Activity 1:
Reproduce the passage of the text on why Jews don't eat pork word for word, from "The meat from" up to and including "many other animals.".
Activity 2:
According to the text on why Jews don't eat pork, how long do most Jewish communities wait after eating meat before eating dairy?

Why don't Jews eat pork?
The Torah forbids it for Jews.
In order to be kosher, food has to be prepared according to the
kosher-laws (see Deuteronomy ch.14). These are explained in detail
in the Talmud-volume of Chullin.
* Meat must be from those land animals which have split hooves and chew their cud (such as beef, venison and mutton).
* Fish have to have scales and fins. Shellfish are not kosher.
* Birds cannot be among those listed as forbidden in the Torah (Deuteronomy ch.14) and cannot be hunters/scavengers. In actual practice, today we eat only those species concerning which we have a tradition that they're permitted, such as domestic chicken, geese, pigeons and turkey.
* Animals must be slaughtered in the manner specified by Jewish law and must be free of all disease. In actual practice, those who keep kosher purchase meat which is certified as having been prepared in the kosher manner.
* As much blood as possible must be removed from meat before cooking, since consumption of blood is forbidden (Leviticus ch.17). This is done at home or by the kosher butcher, through salting, soaking and rinsing.
* Dairy and meat cannot be combined in the same meal and there's a waiting period between eating one and then the other. After dairy: 1/2 hour. After meat: 6 hours for most Jewish communities.
* Fruits and vegetables should be checked to be sure they're free of bugs. Some Jews avoid cauliflower, asparagus, and the like, because of the difficulty in checking them.
Additionally, food must be prepared and handled following kashrut-laws and with kosher ingredients only. Processed foods should be labeled as having had kosher supervision during their processing. Any food that does not meet these requirements cannot be eaten by those who are religiously observant Jews.
The meat from pigs is not to be eaten by Jews, under the requirements of the Torah. It is listed as one of the unkosher animals. The reason for this is that the Torah specifies that animals to be eaten by Israelites must chew their cud and have split hooves. Pigs don't chew their cud, so therefore they're not a kosher species. Carnivores are not kosher; and neither are pigs, camels, rabbits or many other animals.
Leviticus 11:7: "And the swine, because it has a split hoof, and is cloven-footed, but does not chew the cud, it is unkosher for you."
Some less-religious Jews do eat pork, however. Only those who keep Kosher do not eat pork.
Judaism forbids the eating of any meat from a pig (pork, ham, bacon, etc.) because pigs are thought to be unclean animals; this is apparently based on the indiscriminate eating habits of pigs.[Note: The above remarks are a common misconception held by non-Jews regarding Jewish dietary law. Below is a detailed explanation made by another poster that clearly explains how pigs are neither considered 'unclean' nor are they the only animal to be considered unfit for consumption according to kashrut (Jewish dietary laws.)
There's no basis in Judaism for the impression that "pigs are thought to be unclean animals."
Leviticus 11 and Deuteronomy 14 .state that the creatures forbidden to the Jews as food include the camel, rabbit, horse, pig, rodents, shellfish, twenty species of birds, almost all insects, and any animal that was injured, even if it's from a nominally kosher species.
The reason for these prohibitions is clearly stated in the Biblical text: Because you are children and holy people to your God. Avoid eating these creatures in order to remain holy.

Extracted material:

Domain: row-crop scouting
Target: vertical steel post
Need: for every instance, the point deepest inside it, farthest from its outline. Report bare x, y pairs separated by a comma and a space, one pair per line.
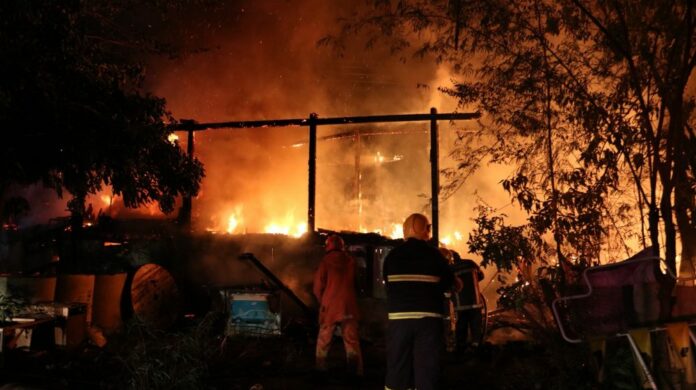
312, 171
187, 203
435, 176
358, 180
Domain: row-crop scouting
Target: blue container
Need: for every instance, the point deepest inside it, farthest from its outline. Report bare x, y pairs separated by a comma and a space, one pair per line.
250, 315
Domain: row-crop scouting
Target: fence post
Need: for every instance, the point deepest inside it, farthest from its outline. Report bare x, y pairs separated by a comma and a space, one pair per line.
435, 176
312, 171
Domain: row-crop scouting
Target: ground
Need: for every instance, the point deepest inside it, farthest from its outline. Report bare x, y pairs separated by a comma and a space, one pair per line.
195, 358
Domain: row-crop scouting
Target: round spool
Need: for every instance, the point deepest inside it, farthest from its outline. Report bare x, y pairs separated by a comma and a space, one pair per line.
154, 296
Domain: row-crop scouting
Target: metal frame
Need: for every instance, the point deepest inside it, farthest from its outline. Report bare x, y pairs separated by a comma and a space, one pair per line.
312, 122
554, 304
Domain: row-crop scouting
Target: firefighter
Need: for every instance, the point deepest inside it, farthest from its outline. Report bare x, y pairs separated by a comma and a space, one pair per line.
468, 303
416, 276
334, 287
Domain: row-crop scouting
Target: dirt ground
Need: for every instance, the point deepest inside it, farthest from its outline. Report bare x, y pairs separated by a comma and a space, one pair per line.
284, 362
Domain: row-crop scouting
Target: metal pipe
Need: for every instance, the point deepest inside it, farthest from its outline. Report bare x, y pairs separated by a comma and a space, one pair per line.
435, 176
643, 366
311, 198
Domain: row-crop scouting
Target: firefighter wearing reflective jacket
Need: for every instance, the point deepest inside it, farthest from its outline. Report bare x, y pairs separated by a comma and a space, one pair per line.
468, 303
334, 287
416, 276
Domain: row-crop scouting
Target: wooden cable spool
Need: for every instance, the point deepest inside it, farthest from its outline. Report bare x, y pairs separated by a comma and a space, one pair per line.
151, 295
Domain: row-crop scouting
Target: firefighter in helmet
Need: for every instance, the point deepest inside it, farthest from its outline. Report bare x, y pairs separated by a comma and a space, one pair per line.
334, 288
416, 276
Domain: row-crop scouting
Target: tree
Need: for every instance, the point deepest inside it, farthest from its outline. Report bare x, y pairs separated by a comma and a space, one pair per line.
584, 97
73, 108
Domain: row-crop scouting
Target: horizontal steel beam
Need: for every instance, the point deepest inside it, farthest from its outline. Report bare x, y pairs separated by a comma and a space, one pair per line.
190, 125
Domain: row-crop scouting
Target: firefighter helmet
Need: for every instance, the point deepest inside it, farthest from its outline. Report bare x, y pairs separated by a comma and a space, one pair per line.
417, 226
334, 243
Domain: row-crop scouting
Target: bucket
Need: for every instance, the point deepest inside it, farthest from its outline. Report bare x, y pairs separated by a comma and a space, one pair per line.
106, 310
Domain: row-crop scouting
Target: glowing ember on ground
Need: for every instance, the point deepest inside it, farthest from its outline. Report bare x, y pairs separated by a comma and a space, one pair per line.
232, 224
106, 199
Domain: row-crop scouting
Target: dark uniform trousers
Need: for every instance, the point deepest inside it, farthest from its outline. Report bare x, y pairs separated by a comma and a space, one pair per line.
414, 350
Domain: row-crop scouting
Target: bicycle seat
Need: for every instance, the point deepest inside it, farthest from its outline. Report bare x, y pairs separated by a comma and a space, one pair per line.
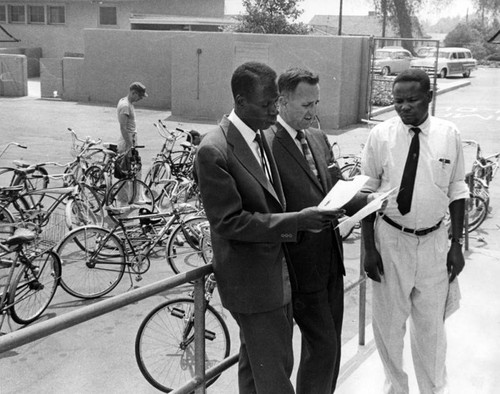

Reply 1:
The meat from pigs is not to be eaten by Jews, under the requirements of the Torah. It is listed as one of the unkosher animals. The reason for this is that the Torah specifies that animals to be eaten by Israelites must chew their cud and have split hooves. Pigs don't chew their cud, so therefore they're not a kosher species. Carnivores are not kosher; and neither are pigs, camels, rabbits or many other animals.

Reply 2:
Six hours.